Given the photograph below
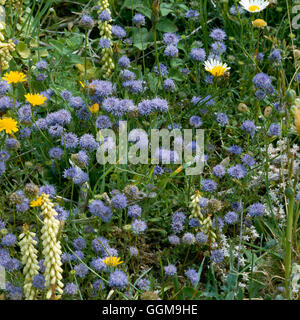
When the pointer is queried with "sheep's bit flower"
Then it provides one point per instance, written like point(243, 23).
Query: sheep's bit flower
point(215, 67)
point(112, 261)
point(9, 125)
point(14, 77)
point(94, 108)
point(35, 99)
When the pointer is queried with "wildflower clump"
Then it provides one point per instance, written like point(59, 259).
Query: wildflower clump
point(52, 249)
point(105, 43)
point(205, 222)
point(29, 260)
point(6, 48)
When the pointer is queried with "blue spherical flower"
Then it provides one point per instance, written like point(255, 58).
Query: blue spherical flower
point(261, 80)
point(275, 55)
point(249, 127)
point(235, 149)
point(41, 65)
point(170, 270)
point(237, 172)
point(69, 140)
point(218, 34)
point(124, 62)
point(193, 276)
point(79, 243)
point(201, 237)
point(143, 284)
point(138, 19)
point(81, 270)
point(219, 171)
point(70, 288)
point(195, 121)
point(231, 217)
point(103, 122)
point(274, 130)
point(9, 240)
point(217, 256)
point(138, 226)
point(104, 43)
point(188, 238)
point(171, 51)
point(118, 31)
point(171, 38)
point(198, 54)
point(248, 160)
point(88, 142)
point(222, 119)
point(208, 185)
point(174, 240)
point(134, 211)
point(119, 201)
point(104, 16)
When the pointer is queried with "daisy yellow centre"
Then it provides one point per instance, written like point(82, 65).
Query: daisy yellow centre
point(9, 125)
point(254, 8)
point(35, 99)
point(259, 23)
point(112, 261)
point(36, 203)
point(217, 71)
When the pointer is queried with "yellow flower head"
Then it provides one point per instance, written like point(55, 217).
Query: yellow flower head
point(37, 202)
point(112, 261)
point(215, 67)
point(35, 99)
point(259, 23)
point(9, 125)
point(254, 5)
point(14, 77)
point(297, 120)
point(94, 108)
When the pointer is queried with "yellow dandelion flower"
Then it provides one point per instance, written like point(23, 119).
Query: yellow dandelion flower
point(36, 203)
point(215, 67)
point(297, 120)
point(254, 5)
point(94, 108)
point(9, 125)
point(259, 23)
point(35, 99)
point(14, 77)
point(112, 261)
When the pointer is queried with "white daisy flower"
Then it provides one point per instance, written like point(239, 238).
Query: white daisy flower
point(254, 5)
point(216, 67)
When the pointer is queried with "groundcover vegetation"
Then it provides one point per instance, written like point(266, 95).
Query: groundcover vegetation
point(83, 82)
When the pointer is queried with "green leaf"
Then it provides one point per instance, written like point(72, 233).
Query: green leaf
point(23, 50)
point(166, 25)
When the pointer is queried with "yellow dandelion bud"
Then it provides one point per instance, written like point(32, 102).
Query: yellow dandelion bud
point(9, 125)
point(14, 77)
point(259, 23)
point(35, 99)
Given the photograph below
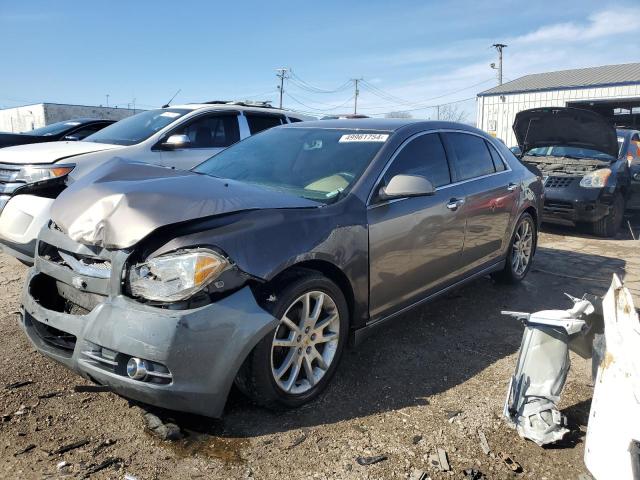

################

## Problem statement
Copy the entries from their first line through the line containing "point(6, 48)", swapping "wildflower clump" for "flower cluster" and changing nothing else. Omit the pictures.

## Solution to this exercise
Given the photograph below
When the pointer is queried with "sheep's bit flower"
Then it provides one point per instance, written like point(243, 23).
Query: sheep's bit flower
point(215, 67)
point(112, 261)
point(9, 125)
point(14, 77)
point(94, 108)
point(35, 99)
When the pointer is queried with "flower cluster"
Then it provides one point per instance, written like point(59, 259).
Query: flower cluster
point(52, 249)
point(105, 43)
point(205, 222)
point(29, 260)
point(6, 48)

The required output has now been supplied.